PROMPT 1 –
Render this sentence from the posts about parental discipline into Spanish: "Her punishments barely had any effect on me."
PROMPT 2 –
Write a continuation of the posts about parental discipline, picking up after their final line.

SELECTED EXTRACT –
#####

I can remember my mother getting on my back about my obsessions and me not playing with kids my age. I can remember her telling me things like "Beth you should play with kids your own age." "Beth they're too young for you. You need to find kids your age." "Beth you need to read a new book, not Dalmatians." "You're obsessed with a 7 year old movie." "You're seven years old. Seven year olds don't unroll the toilet paper. Ben doesn't do it."
"Stop crying like a two year old." "Beth, you're almost eight bla bla bla (I forget what she was yelling at me about but I was doing something with my brothers and my mother yelled at me about it because I was seven and I was acting like a little kid and was going to be eight in two days). I can remember getting lot of that stuff until I was about 12 after my diagnoses and then she stopped. Instead I was given a lecture, being talken to about my mistakes instead of being yelled at about it. And she stopped getting mad at me about my anxiety and my obsessions and me not playing with other kids my own age.
A therapist once told me I was my own judge, jury & executioner. I've always been my own worst critique, so receiving extra is especially hard to take. My mum said never had to discipline me (even though I had my moments, my mum knew something was wrong -even when undiagnosed- rather then I was being a brat) what little she did I took to heart, I never liked hurting my mother. I've always been the type of person to follow the rules & get upset when nobody else does.
I laughed... seriously. When I was getting lectured or especially if my Mom tried to hit me... I would have an uncontrollable urge to laugh.
I mostly did nothing though, I didn't have any reaction. Her punishments barely had any effect on me.
One time I was doing particularly bad in high school... in a rage she completely flipped over a table in my room. I did not even respond... basically I just thought..."well what a mess, guess I'm going to have to pick this up."
Edit: oh thought this thread was about punishment...

#####

Stored items –
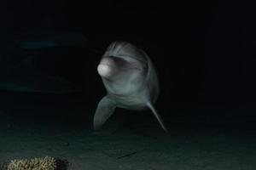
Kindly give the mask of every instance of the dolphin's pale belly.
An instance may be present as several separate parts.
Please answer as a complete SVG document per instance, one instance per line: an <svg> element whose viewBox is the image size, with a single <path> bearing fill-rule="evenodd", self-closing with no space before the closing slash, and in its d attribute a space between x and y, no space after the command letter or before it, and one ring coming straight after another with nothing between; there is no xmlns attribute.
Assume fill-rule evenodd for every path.
<svg viewBox="0 0 256 170"><path fill-rule="evenodd" d="M120 108L140 110L146 107L146 93L135 93L130 95L108 94L108 97L116 103Z"/></svg>

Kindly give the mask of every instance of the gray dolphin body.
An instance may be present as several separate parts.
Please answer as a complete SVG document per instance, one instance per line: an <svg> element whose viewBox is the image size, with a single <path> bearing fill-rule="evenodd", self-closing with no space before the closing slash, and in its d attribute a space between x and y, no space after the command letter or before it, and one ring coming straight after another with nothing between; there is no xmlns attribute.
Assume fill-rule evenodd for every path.
<svg viewBox="0 0 256 170"><path fill-rule="evenodd" d="M97 67L107 89L107 95L97 105L94 128L100 128L116 107L142 110L149 108L162 128L166 126L154 108L160 92L155 69L146 53L134 45L112 42Z"/></svg>

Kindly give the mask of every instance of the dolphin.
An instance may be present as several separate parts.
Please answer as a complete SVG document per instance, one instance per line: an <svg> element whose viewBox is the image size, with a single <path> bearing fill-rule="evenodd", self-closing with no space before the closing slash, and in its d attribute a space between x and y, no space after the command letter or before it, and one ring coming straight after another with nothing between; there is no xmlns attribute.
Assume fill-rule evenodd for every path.
<svg viewBox="0 0 256 170"><path fill-rule="evenodd" d="M161 128L168 132L153 106L160 86L155 68L143 50L125 41L113 42L103 54L97 71L107 95L98 103L93 120L95 130L119 107L133 110L150 109Z"/></svg>

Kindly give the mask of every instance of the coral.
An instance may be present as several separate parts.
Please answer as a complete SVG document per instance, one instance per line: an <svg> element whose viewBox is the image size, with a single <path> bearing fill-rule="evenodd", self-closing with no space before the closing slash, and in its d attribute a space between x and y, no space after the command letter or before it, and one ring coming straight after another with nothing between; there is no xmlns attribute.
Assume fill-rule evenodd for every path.
<svg viewBox="0 0 256 170"><path fill-rule="evenodd" d="M34 158L32 160L13 160L7 170L55 170L56 160L53 157Z"/></svg>

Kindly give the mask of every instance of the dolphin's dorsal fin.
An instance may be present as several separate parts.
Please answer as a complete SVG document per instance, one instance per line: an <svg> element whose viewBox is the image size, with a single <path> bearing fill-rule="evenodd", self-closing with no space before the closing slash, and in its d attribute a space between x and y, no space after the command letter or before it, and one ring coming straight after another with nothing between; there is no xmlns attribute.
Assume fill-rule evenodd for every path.
<svg viewBox="0 0 256 170"><path fill-rule="evenodd" d="M157 110L154 108L153 105L151 104L151 102L147 102L146 103L147 106L151 110L151 111L154 113L154 116L156 117L156 119L158 120L159 123L160 124L160 126L162 127L162 128L168 133L167 128L166 128L166 125L164 123L164 121L162 120L161 116L160 116L160 114L158 114Z"/></svg>
<svg viewBox="0 0 256 170"><path fill-rule="evenodd" d="M104 122L113 113L115 108L115 103L107 96L101 99L94 115L93 127L95 130L101 128Z"/></svg>

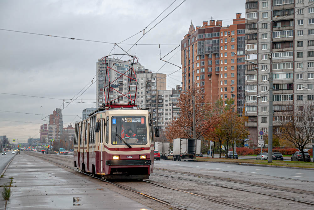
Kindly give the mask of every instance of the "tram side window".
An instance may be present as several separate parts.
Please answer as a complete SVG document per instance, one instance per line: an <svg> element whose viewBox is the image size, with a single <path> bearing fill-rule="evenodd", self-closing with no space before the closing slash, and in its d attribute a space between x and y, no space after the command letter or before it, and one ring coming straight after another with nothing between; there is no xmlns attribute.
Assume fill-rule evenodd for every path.
<svg viewBox="0 0 314 210"><path fill-rule="evenodd" d="M84 145L87 144L87 121L85 122L85 140L84 140Z"/></svg>
<svg viewBox="0 0 314 210"><path fill-rule="evenodd" d="M82 132L82 130L83 130L82 128L83 127L83 125L82 124L81 125L81 127L80 127L80 137L79 139L79 145L82 145L82 142L83 141L82 139L83 139L83 132Z"/></svg>
<svg viewBox="0 0 314 210"><path fill-rule="evenodd" d="M107 116L106 121L106 143L109 143L109 117Z"/></svg>

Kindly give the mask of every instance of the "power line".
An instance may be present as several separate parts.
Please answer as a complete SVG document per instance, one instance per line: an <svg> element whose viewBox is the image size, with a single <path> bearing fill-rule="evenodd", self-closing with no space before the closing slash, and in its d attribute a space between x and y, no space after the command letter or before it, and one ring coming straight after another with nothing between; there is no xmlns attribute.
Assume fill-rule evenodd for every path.
<svg viewBox="0 0 314 210"><path fill-rule="evenodd" d="M95 40L88 40L88 39L78 39L77 38L74 38L73 37L67 37L66 36L57 36L55 35L48 35L47 34L39 34L38 33L33 33L31 32L28 32L27 31L18 31L15 30L10 30L9 29L0 29L0 30L3 31L11 31L12 32L16 32L17 33L23 33L24 34L32 34L34 35L40 35L41 36L49 36L50 37L53 37L58 38L62 38L63 39L71 39L73 40L79 40L80 41L90 41L94 42L98 42L100 43L103 43L104 44L114 44L115 43L114 42L109 42L106 41L97 41ZM132 43L122 43L122 45L133 45L133 44ZM172 44L138 44L139 45L146 45L146 46L158 46L160 44L160 45L163 46L176 46L177 45L174 45Z"/></svg>

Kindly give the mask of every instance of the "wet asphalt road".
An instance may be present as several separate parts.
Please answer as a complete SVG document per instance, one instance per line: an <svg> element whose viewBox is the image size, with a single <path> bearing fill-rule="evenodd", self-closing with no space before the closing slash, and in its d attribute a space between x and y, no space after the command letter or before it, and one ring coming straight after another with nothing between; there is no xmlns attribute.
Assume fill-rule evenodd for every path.
<svg viewBox="0 0 314 210"><path fill-rule="evenodd" d="M15 152L15 153L16 152ZM13 158L15 154L12 154L12 152L7 152L6 155L3 155L2 153L1 152L0 154L0 174L2 173L2 171L5 168L7 164Z"/></svg>
<svg viewBox="0 0 314 210"><path fill-rule="evenodd" d="M293 168L273 168L259 166L241 165L225 163L198 162L177 161L172 160L155 161L154 167L158 168L163 165L189 168L218 170L222 171L240 172L246 175L264 175L284 178L293 179L314 181L314 170Z"/></svg>

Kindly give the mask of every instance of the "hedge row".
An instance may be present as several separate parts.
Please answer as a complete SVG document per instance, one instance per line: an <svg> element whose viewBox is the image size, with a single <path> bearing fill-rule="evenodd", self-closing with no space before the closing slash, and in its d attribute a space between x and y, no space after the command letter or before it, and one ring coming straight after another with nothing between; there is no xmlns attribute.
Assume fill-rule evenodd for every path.
<svg viewBox="0 0 314 210"><path fill-rule="evenodd" d="M246 147L237 147L236 149L237 153L239 155L249 155L253 154L258 154L261 152L261 149L255 149L254 150L252 149L250 149ZM268 148L262 149L263 152L268 152ZM273 152L280 152L283 155L291 155L294 154L296 152L299 150L293 148L287 148L286 149L273 149ZM309 151L310 155L312 155L312 149Z"/></svg>

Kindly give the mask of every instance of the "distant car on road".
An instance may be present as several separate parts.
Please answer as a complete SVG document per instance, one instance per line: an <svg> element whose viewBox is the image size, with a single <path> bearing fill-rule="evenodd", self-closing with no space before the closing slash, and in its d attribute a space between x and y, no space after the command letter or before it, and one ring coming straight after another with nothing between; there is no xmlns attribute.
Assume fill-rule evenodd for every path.
<svg viewBox="0 0 314 210"><path fill-rule="evenodd" d="M228 158L233 158L233 152L232 151L228 151ZM238 159L238 154L236 151L234 151L235 158ZM227 155L225 156L225 157L227 158Z"/></svg>
<svg viewBox="0 0 314 210"><path fill-rule="evenodd" d="M160 160L160 153L158 150L154 150L154 159L156 160Z"/></svg>
<svg viewBox="0 0 314 210"><path fill-rule="evenodd" d="M311 162L311 157L308 153L304 152L305 155L305 161ZM303 154L301 152L296 152L291 157L291 161L303 161Z"/></svg>
<svg viewBox="0 0 314 210"><path fill-rule="evenodd" d="M267 160L268 158L268 153L259 153L256 156L257 160Z"/></svg>
<svg viewBox="0 0 314 210"><path fill-rule="evenodd" d="M268 156L267 159L268 159ZM273 159L283 160L284 156L283 156L282 154L280 152L273 152Z"/></svg>

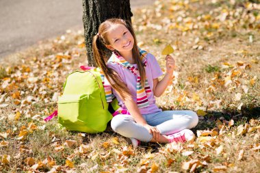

#####

OUTPUT 1 –
Sus castigos apenas tenían efecto en mí.

OUTPUT 2 –
As for criticsm or pressure, I don't think I felt any. I just kind of went along to have a life the way I wanted. Sure my mom would get upset or prod me to go outside when all I wanted to do was play video games... but it wasn't very controlling.
In fact it's something I sort of lament from childhood... I wish there was pressure for me to do something... or have higher expectations of myself.
_________________
Wonder what it feels like to be in love?
How would you describe it, like a push or shove?
Guess I could pretend that this is all I need
Wanting more than what I have might appear as greed.
Well in my household if you reacted to verbal or physical harshness, you would get it louder and harder for indicating that the harshness as undeserved so I can hardly cry although I also got an extension for being stoic. My fragile x brother on the other hand wouldnt be able to hold it together and would tremble the minute the harshness started so of course, the harshness would change topic to what a wuss he was but that didn't stop him from breaking down. He's had surgeries growing up but my mother never hugged him after them. She quickly "forgot" to consider how damaged he already was. We didn't throw tantrums when we were little privately or publicly. We were dominated long before we could ever reach that point.